══ SUPPLIED TEXT ══

Hi mama-to-be. YOur story was just about exactly my story a year ago. I did everything I could think of and Scarlet just didn't want to turn. I do want to say that at 36 weeks you may have plenty of time. I had planned for a homebirth and in the end resigned myself to a cesarean birth. Scarlet had the chord wrapped around her neck twice. After she was born my midwives met her and commented on how calm and at peace she was and that it must have been the birth that she needed. they mentioned that babies born from unnecessary c/s were often agitated. I wish for you the birth that you most want. I would write more but this is still a hard topic for me.


----------



## amjs (Oct 23, 2005)

Quote:


Originally Posted by *erin_brycesmom* 
amjs - have you been getting webster done three times a week? My baby was 9 and half lbs and Webster worked for me. ALthough it did take several times to get him to stay head down. Also the weight is just an estimate and we all know how wrong they often are.


sure have, but i only needed adjustments the first two times and she said i wasn't very tight in either place. the next two times i went she said i didn't need the adjustment...i'm going back to be checked again but i don't know if she feels there's much she can do for me at this point.


----------



## amjs (Oct 23, 2005)

Quote:


Originally Posted by *honeybeedreams* 
dn't give up, keep trying everything, esp the webster technique and the rebozo. keep taking the pulsitilla. (though i wouldn't do any more versions)


the only info i found on the pulsatilla said to use it for one day. i think the directions were one pill every two hours--so it's ok to try it again? do you know what the dosing would be?


----------



## Cutie Patootie (Feb 29, 2004)

═══
══ DATASET RECORDS ══

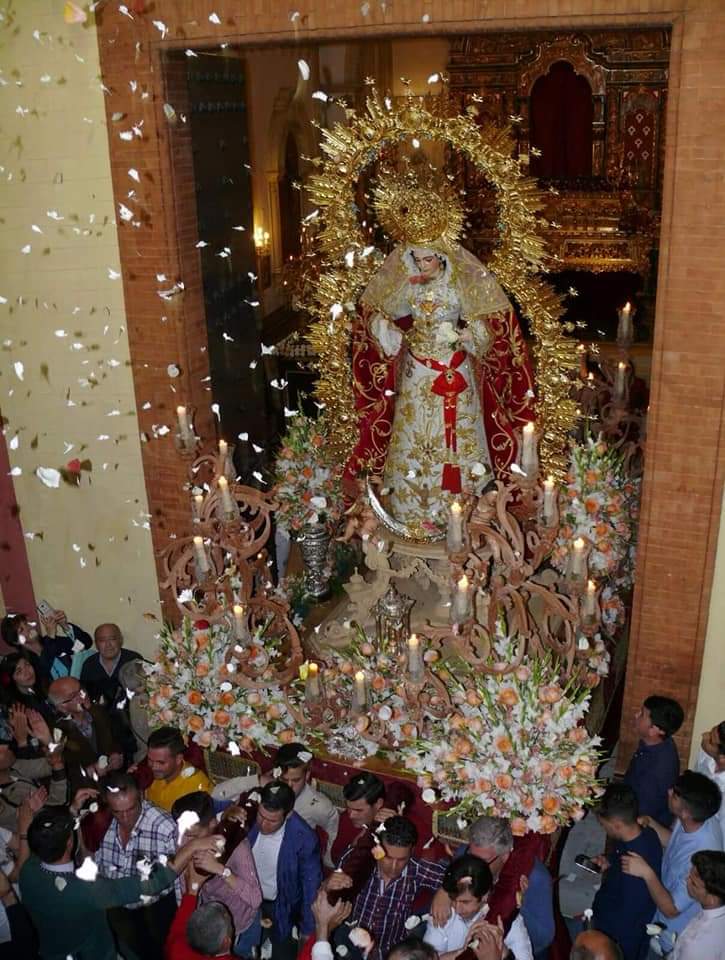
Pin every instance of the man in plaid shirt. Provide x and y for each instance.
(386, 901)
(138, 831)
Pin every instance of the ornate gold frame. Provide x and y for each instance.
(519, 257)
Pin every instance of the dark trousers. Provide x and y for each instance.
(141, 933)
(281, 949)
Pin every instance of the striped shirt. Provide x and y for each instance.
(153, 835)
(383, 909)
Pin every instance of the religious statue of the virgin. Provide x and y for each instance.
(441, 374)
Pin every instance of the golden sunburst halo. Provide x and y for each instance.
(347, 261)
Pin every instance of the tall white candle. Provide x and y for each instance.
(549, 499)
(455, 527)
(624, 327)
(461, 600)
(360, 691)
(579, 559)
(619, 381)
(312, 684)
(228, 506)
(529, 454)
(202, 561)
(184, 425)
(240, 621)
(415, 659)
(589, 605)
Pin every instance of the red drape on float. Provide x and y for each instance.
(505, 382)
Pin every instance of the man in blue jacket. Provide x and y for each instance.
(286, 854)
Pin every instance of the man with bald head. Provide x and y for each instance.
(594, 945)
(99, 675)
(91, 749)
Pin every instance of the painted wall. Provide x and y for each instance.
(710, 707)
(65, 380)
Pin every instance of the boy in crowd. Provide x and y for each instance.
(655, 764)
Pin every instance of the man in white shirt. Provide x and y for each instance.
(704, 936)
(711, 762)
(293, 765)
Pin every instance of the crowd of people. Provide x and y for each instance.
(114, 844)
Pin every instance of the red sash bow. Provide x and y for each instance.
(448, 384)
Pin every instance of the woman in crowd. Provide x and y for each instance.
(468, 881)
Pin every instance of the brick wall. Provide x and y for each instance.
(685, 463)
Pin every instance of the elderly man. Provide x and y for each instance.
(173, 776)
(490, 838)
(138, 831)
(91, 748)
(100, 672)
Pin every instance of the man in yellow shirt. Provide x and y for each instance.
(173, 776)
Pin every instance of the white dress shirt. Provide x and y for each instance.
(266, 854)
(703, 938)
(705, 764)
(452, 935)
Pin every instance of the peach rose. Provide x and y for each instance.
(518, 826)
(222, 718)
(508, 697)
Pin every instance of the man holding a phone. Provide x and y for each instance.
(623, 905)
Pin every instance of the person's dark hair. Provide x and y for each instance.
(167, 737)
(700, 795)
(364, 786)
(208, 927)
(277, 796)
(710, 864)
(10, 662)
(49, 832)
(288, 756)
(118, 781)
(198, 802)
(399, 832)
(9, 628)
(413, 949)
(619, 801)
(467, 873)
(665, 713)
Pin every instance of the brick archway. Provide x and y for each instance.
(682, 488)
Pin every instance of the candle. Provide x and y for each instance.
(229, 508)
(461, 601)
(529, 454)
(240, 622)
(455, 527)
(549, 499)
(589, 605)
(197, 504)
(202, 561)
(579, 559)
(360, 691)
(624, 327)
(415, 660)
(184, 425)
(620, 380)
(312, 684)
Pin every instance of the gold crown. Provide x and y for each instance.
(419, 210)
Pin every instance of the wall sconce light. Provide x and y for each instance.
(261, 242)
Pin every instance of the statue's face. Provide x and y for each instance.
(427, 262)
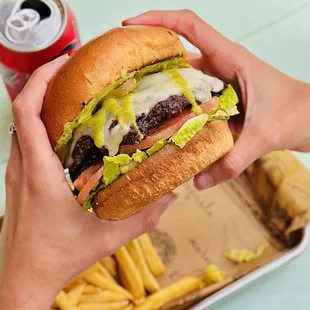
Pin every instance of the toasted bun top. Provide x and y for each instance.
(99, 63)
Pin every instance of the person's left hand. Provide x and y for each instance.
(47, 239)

═══
══ DATASET RECORDS ══

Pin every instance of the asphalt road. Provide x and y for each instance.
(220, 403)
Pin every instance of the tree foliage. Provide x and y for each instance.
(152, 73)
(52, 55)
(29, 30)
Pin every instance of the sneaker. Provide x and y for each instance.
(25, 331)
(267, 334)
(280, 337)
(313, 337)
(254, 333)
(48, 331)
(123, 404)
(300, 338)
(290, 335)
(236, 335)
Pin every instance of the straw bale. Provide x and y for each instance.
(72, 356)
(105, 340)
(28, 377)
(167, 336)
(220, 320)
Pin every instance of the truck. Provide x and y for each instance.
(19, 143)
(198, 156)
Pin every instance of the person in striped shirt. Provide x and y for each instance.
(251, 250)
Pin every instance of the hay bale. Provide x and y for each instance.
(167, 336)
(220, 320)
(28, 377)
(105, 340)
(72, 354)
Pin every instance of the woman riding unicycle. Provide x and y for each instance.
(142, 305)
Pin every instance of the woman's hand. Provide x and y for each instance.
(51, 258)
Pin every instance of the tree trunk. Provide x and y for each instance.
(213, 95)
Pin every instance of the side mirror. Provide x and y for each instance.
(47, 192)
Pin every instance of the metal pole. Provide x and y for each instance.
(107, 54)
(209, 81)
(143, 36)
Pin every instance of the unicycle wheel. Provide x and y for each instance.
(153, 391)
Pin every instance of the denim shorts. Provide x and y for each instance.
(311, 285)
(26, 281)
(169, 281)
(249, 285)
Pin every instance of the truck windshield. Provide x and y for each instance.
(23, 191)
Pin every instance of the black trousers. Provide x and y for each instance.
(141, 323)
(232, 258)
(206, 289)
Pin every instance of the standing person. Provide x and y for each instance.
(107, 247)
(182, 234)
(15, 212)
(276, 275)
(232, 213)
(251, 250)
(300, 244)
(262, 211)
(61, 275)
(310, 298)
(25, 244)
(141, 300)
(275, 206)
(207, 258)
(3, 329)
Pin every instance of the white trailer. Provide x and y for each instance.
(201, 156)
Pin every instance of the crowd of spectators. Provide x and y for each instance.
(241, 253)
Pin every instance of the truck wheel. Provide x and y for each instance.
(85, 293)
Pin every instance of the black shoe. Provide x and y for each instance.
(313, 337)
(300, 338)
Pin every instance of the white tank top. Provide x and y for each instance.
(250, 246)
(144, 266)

═══

# TASKS TO COMPLETE:
• 1. Please answer these questions about the forum thread on turning a breech baby:
(a) How many times was the cord wrapped around Scarlet's neck?
(b) Of amjs's Webster visits, which ones actually called for an adjustment?
(c) For how long did the pulsatilla information that amjs found say to use it?
• 2. Write the next part of the forum thread on turning a breech baby, picking up after its final line.

# ANSWERS TO THE TASKS:
• 1.
(a) Twice.
(b) The first two.
(c) One day.

• 2.
Please do not put any weight...no pun intended







...on your babies estimated weight. My ob wanted to schedule a c-section saying my baby was already huuuuuge, nearly 10lbs and ds came out vaginally at 7.11







Thank goodness we ran from there to find an ob with a brain.







: Your body was made to birth your baby.







...and babies size rarely rarely matters.

Have you looked into the *Bagnell* technique? It is the newest chiropractic technique and I believe only 5% of babies don't turn, and that is due to cord issues etc. Basically the babies who are not supposed to turn don't turn. 36 weeks is still early. Your baby could be "cooking" for another 6 weeks. Some babies also turn last minute, literally when mom is in labor. Work on talking to your baby and telling him/her that they know best what they need and that it is okay to turn or stay just the way he is.

http://www.pregnancychiropractic.com/FindaDoctor.html
http://www.todayschiropractic.com/ar....analysis.html
http://www.drbagnell.com/Moms-toBe.html


----------



## amjs (Oct 23, 2005)

Quote:


Originally Posted by *maxmama* 
I currently have my second consecutive breech. At 37 weeks, she's much smaller than her brother and I'm holding out hope for a successful version Wednesday. But it's been very hard to accept that I may not have the VBAC I have otherwise struggled to get (long story -- insulin-dependent GDM, Kell positive, history of severe PE, and have convinced my OB to let me go post dates -- all of which will be pointless if I can't get her turned).

i'll be thinking of you two on wednesday and hoping for a successful turn!


----------



## maxmama (May 5, 2006)

Quote:


Originally Posted by *amjs* 
i'll be thinking of you two on wednesday and hoping for a successful turn!

Thanks -- I have a good shot at it, with a small baby, lots of fluid and a big ol' multip uterus. The OB I really wanted to do the version jsut retired, which is the only thing that's bumming me out right now (he was about 800 years old and had incredible hand skills -- both for versions and for births).


----------



## amjs (Oct 23, 2005)

Quote:


Originally Posted by *Cutie Patootie* 
Please do not put any weight...no pun intended







...on your babies estimated weight.

any idea on the general consensus on weight estimate by palpitation?

Quote:


Originally Posted by *Cutie Patootie* 
Have you looked into the *Bagnell* technique?

i had not heard of this one. i'm going to take the info to my chiropractor and see if she will give it a shot. thanks!


----------



## erin_brycesmom (Nov 5, 2005)

Quote:

sure have, but i only needed adjustments the first two times and she said i wasn't very tight in either place. the next two times i went she said i didn't need the adjustment...i'm going back to be checked again but i don't know if she feels there's much she can do for me at this point.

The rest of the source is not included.